### Extrait du document
Judd Grill, psychanalyste à Los Angeles, n'en est pas si sûr. Il qualifie le service au mieux d'inutile, au pire de nocif. Pour lui, les avantages sont limités en cela que les clients parlent à un fournisseur de bonheur différent à chaque fois et ne développent donc pas une relation qui pourrait leur apporter le soutien nécessaire. Surtout, il perçoit « un danger réel, qui pourrait finir devant le tribunal ». [Les fournisseurs de bonheur] peuvent se retrouver à parler avec quelqu'un qui a des idées suicidaires ou meurtrières. Si une personne n'est pas formée, elle ne peut pas lire entre les lignes.

Les fondateurs de Happy soulignent leur processus d'embauche rigoureux. « Nous recherchons des personnes particulièrement douées pour fournir une attention passionnée – la crème de la crème », m'assure Pam Soffer, psychologue. En légère contradiction, Emily Fischbach me dit que le client et le fournisseur sont interchangeables. « En réalité, ce sont les mêmes personnes. Elles trouvent le bonheur un jour, le fournissent le lendemain. »

### Matériel brut
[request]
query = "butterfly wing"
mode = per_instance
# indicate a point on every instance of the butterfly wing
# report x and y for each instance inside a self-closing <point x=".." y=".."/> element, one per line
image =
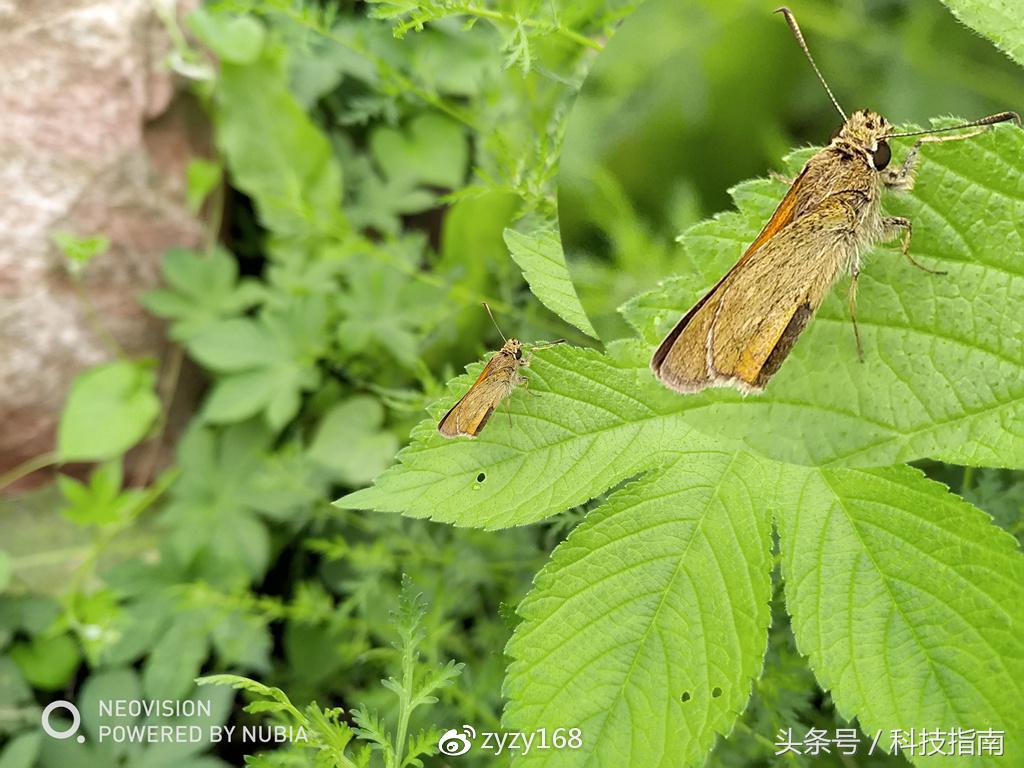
<point x="470" y="414"/>
<point x="742" y="330"/>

### Consigne
Renommez « psychanalyste » en « thérapeute » en recopiant l'extrait du document entre « Judd Grill, psychanalyste » et « entre les lignes. », bornes comprises. Le matériel n'intervient en rien ici.

### Réponse
Judd Grill, thérapeute à Los Angeles, n'en est pas si sûr. Il qualifie le service au mieux d'inutile, au pire de nocif. Pour lui, les avantages sont limités en cela que les clients parlent à un fournisseur de bonheur différent à chaque fois et ne développent donc pas une relation qui pourrait leur apporter le soutien nécessaire. Surtout, il perçoit « un danger réel, qui pourrait finir devant le tribunal ». [Les fournisseurs de bonheur] peuvent se retrouver à parler avec quelqu'un qui a des idées suicidaires ou meurtrières. Si une personne n'est pas formée, elle ne peut pas lire entre les lignes.